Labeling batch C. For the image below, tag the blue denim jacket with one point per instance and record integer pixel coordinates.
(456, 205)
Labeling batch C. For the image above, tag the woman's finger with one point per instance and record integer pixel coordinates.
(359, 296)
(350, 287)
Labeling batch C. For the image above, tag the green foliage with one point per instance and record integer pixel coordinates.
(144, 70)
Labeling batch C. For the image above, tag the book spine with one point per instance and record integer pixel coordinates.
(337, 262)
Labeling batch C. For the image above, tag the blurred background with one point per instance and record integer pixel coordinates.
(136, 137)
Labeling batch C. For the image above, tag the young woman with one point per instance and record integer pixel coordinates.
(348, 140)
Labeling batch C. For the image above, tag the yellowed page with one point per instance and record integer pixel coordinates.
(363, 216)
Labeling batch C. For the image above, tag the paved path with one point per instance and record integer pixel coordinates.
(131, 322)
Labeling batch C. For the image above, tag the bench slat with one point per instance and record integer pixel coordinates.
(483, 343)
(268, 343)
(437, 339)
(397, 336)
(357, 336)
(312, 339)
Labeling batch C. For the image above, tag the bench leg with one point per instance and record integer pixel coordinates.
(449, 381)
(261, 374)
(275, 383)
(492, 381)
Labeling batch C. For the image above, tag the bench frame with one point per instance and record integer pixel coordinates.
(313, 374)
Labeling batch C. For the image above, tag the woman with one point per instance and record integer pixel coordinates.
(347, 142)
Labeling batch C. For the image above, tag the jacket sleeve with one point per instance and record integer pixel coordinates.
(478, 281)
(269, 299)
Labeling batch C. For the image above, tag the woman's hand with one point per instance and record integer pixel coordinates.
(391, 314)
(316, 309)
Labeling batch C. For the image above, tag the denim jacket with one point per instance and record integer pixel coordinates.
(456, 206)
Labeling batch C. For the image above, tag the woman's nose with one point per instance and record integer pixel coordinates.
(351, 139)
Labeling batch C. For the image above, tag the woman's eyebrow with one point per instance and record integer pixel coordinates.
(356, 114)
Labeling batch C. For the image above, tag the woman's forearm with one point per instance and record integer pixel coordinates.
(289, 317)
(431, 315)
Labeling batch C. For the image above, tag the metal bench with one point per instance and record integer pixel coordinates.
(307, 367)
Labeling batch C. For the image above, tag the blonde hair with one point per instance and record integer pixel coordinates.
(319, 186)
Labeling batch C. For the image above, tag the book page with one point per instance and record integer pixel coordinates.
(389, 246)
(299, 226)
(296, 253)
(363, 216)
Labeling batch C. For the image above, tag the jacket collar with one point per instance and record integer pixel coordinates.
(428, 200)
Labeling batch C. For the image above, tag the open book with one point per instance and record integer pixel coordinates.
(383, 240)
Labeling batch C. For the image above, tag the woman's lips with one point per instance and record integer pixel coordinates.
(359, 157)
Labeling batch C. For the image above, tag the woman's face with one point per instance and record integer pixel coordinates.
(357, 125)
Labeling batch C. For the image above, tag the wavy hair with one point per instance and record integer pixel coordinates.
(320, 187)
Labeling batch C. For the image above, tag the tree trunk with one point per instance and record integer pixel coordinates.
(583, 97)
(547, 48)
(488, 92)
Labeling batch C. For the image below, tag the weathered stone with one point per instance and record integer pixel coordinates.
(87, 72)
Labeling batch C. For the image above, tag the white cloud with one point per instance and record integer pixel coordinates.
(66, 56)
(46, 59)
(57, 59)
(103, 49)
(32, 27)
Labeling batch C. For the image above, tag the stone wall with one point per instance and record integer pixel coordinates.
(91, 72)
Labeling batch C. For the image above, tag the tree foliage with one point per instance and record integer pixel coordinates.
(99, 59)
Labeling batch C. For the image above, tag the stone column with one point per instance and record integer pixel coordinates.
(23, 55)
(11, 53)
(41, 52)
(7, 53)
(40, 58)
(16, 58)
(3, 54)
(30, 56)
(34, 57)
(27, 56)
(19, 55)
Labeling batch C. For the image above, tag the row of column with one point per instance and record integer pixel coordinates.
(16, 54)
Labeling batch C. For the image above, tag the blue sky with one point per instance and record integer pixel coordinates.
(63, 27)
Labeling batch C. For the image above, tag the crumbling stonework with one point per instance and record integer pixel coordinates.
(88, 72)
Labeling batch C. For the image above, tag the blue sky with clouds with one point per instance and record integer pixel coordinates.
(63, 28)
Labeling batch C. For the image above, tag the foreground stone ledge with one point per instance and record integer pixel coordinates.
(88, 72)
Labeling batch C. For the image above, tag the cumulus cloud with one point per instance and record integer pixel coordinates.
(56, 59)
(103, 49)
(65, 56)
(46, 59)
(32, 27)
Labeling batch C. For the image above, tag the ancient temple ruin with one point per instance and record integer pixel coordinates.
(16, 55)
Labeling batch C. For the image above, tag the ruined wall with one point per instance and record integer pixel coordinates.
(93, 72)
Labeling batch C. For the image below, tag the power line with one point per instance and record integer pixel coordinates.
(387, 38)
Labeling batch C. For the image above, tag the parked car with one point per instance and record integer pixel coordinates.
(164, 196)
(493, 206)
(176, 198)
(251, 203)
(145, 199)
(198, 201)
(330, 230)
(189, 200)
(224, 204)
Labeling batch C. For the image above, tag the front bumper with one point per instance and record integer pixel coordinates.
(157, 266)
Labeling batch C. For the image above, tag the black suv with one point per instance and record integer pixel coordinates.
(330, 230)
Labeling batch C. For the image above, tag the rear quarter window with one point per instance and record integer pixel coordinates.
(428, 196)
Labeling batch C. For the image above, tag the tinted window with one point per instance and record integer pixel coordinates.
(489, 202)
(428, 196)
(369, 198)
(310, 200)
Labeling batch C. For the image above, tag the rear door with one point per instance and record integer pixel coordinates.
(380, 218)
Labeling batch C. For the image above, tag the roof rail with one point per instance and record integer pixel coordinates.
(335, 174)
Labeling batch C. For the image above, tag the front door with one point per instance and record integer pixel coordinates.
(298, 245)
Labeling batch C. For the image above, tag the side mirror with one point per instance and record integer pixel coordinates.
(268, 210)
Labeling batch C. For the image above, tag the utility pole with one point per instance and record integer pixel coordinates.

## Exercise
In the records above, find the line containing "Labeling batch C. For the image above, tag the front bumper"; please retype it and every line after it through the last line, exactly and with nothing else.

## Worked answer
Labeling batch C. For the image above, tag the front bumper with one point per instance and record integer pixel coordinates.
(157, 266)
Labeling batch C. For the image above, tag the black suv with one point per instance and record integer pixel coordinates.
(330, 230)
Labeling batch C. For the image above, tag the rear quarter window with one point per instance and record integer pixel coordinates.
(428, 196)
Labeling batch C. For the image above, tag the tinted window with one point per instance and record integer pixel coordinates.
(489, 202)
(428, 196)
(369, 198)
(310, 200)
Labeling batch C. For the image above, tag the rear door with one point per instance and record integer pixel coordinates.
(380, 218)
Labeling batch C. For the image above, tag the roof rail with one point per instance and record integer pixel coordinates.
(335, 174)
Labeling batch C. For the image above, tag the front door with one point per instance and record integer pixel coordinates.
(298, 245)
Labeling batch C. For the image above, tag the side mirror with one point per instance and record integer pixel coordinates.
(268, 210)
Labeling batch C. For the image above, tag the utility pole with one point per instance and record integer pixel coordinates.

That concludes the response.